PROVIDED PASSAGE:
JP Rangaswami, in a delightful read, muses on Drucker's quote "people make shoes, not money" and how information has no value until it informs a decision. Our institutions value sharing, cooperation and trust -- but create cultures of hoarding for advantage and control out of fear. Perhaps this is because we haven't learned to manage when information wants to be free. JP notes that "Information is changing. And it is becoming more valuable to us all by becoming less valuable to any one of us."
But this except sparked a thought:
Take a completely different perspective on all this. Privacy. Why does someone worry about who has access to his medical records? Not because the records themselves have value. But because someone can misuse them. Because, for example, someone can refuse to insure, or raise premiums for, some hitherto undeclared medical condition. Or even worse, for some future projected medical condition, projected as a result of discovered habits.
It’s not about the information, it’s about what you do with it.
Privacy and security paradigms focus on controlling the flow of information. I wonder not only if this is possible. But if its the right focus. Information precedes action. Now I'm no Bruce Schneier, but perhaps the security industry should be focused more on controlling action than information.
I recall a panel on Data at Large at PC Forum, way back in 2003. Jeff Jonas from SRD shared how they were at the frontier of using social network analysis for security in casinos. In hallway conversation, Gilman Louie, then with In-Q-Tel, clarified an interesting tension around homeland security and civil liberties. In a top-down manner you could data mine communications for patterns and profiles to discover threats. Or, from the bottom-up, you could work with a lead to reveal a graph of conspiracy. The latter is much closer to traditional intelligence or the practice of private investors, just with new tools. And with less risk of infringing upon civil liberties.
I recall when we introduced wikis into a bank in London where JP was the CIO. The compliance officer's initial reaction was to demand that he approve every edit before it was posted. Of course we could have developed that feature, and the attempt to control would prevent any collaboration whatsoever. But we showed him the audit trail inherent in a wiki, revision history where you can see who did what at what time. We gave him some smart search feeds for basic monitoring. If someone did something inappropriate, he could prosecute the lead and potentially fire them.
Perhaps the need to know basis has less of a basis than we believe. Perhaps there is an opportunity for security systems to be more effective as a whole system when it focuses on what people do with information instead of controlling its flow.

DATA FOR REVIEW:
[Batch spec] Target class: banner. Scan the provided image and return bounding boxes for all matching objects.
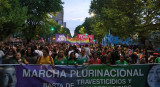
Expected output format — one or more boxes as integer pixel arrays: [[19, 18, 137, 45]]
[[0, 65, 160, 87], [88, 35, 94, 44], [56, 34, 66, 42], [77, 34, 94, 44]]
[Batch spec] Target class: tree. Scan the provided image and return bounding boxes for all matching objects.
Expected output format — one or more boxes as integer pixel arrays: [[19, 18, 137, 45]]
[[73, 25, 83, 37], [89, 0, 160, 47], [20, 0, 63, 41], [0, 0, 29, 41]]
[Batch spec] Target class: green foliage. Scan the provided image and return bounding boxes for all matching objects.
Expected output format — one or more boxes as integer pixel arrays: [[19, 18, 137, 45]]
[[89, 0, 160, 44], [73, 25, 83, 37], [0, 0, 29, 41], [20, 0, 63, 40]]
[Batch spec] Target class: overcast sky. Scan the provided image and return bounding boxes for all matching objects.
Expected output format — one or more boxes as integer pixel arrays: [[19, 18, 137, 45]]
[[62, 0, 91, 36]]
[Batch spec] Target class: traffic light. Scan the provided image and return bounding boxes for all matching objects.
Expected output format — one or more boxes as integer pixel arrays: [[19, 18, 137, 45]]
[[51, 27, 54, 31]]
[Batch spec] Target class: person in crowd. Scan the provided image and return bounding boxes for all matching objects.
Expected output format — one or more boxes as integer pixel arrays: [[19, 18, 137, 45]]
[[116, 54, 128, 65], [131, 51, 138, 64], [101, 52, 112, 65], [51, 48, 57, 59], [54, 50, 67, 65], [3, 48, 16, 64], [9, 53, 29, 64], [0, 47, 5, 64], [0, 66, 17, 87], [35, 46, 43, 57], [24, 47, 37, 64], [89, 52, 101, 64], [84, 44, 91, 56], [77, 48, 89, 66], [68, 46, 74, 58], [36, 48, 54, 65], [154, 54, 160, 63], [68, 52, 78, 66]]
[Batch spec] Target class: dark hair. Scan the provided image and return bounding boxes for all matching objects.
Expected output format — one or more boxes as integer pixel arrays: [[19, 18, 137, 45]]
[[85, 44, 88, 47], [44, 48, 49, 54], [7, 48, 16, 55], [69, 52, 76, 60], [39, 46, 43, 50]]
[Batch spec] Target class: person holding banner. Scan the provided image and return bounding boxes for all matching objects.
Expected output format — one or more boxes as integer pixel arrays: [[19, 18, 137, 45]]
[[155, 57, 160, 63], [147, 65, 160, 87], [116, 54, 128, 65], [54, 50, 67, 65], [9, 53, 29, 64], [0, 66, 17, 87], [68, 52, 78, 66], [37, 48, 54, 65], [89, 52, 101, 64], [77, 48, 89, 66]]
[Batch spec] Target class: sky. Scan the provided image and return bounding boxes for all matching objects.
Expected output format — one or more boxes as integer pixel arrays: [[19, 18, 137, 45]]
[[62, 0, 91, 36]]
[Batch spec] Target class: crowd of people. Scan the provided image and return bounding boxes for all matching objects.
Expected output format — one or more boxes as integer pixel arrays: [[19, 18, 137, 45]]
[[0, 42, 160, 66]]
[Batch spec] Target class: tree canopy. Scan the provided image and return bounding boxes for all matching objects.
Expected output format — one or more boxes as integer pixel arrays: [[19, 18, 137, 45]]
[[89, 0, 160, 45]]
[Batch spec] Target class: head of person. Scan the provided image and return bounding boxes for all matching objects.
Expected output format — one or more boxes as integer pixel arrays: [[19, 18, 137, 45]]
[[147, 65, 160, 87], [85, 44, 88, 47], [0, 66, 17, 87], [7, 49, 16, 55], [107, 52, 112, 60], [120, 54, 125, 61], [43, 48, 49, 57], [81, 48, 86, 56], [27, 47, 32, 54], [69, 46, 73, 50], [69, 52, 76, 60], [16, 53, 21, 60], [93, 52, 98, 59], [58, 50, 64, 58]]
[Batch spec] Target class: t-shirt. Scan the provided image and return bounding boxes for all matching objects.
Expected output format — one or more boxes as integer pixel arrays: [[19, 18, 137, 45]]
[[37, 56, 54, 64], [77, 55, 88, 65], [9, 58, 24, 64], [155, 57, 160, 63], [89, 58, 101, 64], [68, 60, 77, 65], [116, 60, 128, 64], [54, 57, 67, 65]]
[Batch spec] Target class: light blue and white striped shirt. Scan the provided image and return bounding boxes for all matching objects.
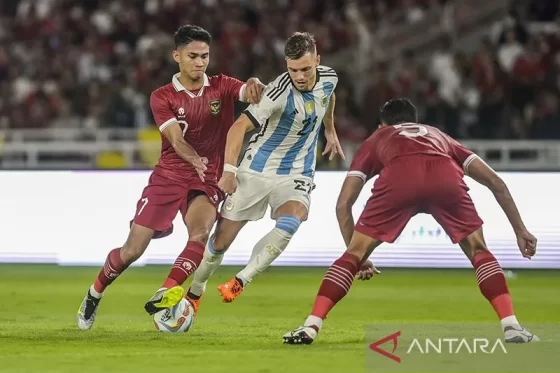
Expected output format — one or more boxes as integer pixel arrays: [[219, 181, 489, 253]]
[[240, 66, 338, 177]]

REQUIRED ACTION: In the post on information and security, what did the bank's compliance officer first demand when wikis were introduced?

EXERCISE ANSWER: That he approve every edit before it was posted.